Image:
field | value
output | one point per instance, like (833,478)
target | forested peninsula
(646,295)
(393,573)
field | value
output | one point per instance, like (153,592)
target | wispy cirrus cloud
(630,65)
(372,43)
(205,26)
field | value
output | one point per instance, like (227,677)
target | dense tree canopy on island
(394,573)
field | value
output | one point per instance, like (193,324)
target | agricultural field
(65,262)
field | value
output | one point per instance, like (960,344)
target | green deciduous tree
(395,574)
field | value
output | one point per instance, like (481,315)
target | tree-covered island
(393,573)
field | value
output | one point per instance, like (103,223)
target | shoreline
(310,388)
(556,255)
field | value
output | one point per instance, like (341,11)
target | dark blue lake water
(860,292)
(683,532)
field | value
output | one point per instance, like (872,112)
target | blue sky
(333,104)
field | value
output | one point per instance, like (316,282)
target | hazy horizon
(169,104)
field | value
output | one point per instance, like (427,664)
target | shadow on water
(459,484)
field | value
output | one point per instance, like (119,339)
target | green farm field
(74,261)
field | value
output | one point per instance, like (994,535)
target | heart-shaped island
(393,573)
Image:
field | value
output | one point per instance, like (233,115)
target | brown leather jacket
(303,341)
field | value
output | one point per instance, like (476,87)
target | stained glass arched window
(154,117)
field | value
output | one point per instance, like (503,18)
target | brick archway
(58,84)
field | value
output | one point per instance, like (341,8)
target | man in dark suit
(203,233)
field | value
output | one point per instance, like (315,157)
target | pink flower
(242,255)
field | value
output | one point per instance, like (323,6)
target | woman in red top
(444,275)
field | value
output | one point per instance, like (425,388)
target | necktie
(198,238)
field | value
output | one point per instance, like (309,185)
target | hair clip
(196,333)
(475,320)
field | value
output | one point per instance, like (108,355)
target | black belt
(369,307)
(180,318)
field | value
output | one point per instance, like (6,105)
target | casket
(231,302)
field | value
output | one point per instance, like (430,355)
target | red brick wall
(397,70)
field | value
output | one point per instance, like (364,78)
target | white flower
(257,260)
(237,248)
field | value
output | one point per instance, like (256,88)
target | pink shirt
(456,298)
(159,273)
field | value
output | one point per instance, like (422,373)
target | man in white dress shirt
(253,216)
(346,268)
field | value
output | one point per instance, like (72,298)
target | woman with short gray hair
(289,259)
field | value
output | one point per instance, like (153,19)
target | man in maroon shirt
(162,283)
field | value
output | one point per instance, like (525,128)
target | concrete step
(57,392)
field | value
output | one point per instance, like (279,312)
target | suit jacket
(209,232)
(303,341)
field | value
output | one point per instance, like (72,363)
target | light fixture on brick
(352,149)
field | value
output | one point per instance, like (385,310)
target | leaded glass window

# # # # #

All entries must be repeated verbatim.

Worked solution:
Image:
field | value
output | one point per instance, like (833,478)
target | forested peninsula
(646,295)
(393,573)
field | value
output | one point per instance, like (153,592)
target | wispy cirrus cloud
(630,65)
(372,43)
(205,26)
field | value
output | one point per instance, like (227,677)
target | dense tree canopy on island
(394,573)
field | value
output | one point per instance, like (193,324)
target | agricultural field
(65,262)
field | value
output | one point per instance, like (960,344)
target | green deciduous tree
(395,574)
field | value
output | one point per instance, like (481,315)
target | tree-covered island
(393,573)
field | value
output | one point per instance, like (103,223)
target | shoreline
(310,388)
(556,255)
field | value
output | one point per instance, like (341,11)
target | dark blue lake water
(860,292)
(683,532)
field | value
output | one point per instance, like (872,112)
target | blue sky
(333,104)
field | value
output | one point per instance, like (316,282)
target | hazy horizon
(169,104)
field | value
output | one point per instance, like (427,664)
target | shadow on water
(459,484)
field | value
output | one point per instance, like (119,339)
target | green farm field
(74,261)
field | value
output | one point per instance, like (994,535)
target | heart-shaped island
(393,573)
Image:
field | value
output | one point per instance, like (233,115)
target | brown leather jacket
(303,341)
field | value
output | one point per instance, like (476,87)
target | stained glass arched window
(154,117)
field | value
output | one point per instance, like (503,18)
target | brick archway
(58,84)
field | value
output | one point per instance, like (341,8)
target | man in dark suit
(203,233)
field | value
output | one point per instance, like (315,157)
target | pink flower
(242,255)
field | value
output | one point per instance, like (323,6)
target | woman in red top
(444,275)
field | value
output | one point per instance, like (425,388)
target | necktie
(198,238)
field | value
output | one point per instance, like (309,185)
target | hair clip
(196,333)
(475,320)
field | value
output | one point per instance, like (108,355)
target | black belt
(369,307)
(180,318)
field | value
output | one point per instance, like (6,105)
target | casket
(231,302)
field | value
output | one point per instance, like (430,355)
target | red brick wall
(397,70)
field | value
output | one point per instance, like (364,78)
target | white flower
(257,260)
(237,248)
field | value
output | one point per instance, like (256,88)
target | pink shirt
(456,298)
(159,273)
field | value
output | one point per instance, like (422,373)
target | man in white dress shirt
(253,216)
(346,268)
field | value
output | one point per instance, like (72,298)
target | woman with short gray hair
(289,259)
field | value
output | one point per instance, like (153,19)
target | man in maroon shirt
(162,283)
field | value
output | one point per instance, like (525,128)
target | concrete step
(57,392)
field | value
output | one point per instance, like (279,312)
target | suit jacket
(209,232)
(303,341)
field | value
output | one point per instance, like (72,363)
target | light fixture on brick
(352,149)
field | value
output | one point per instance, like (385,310)
target | leaded glass window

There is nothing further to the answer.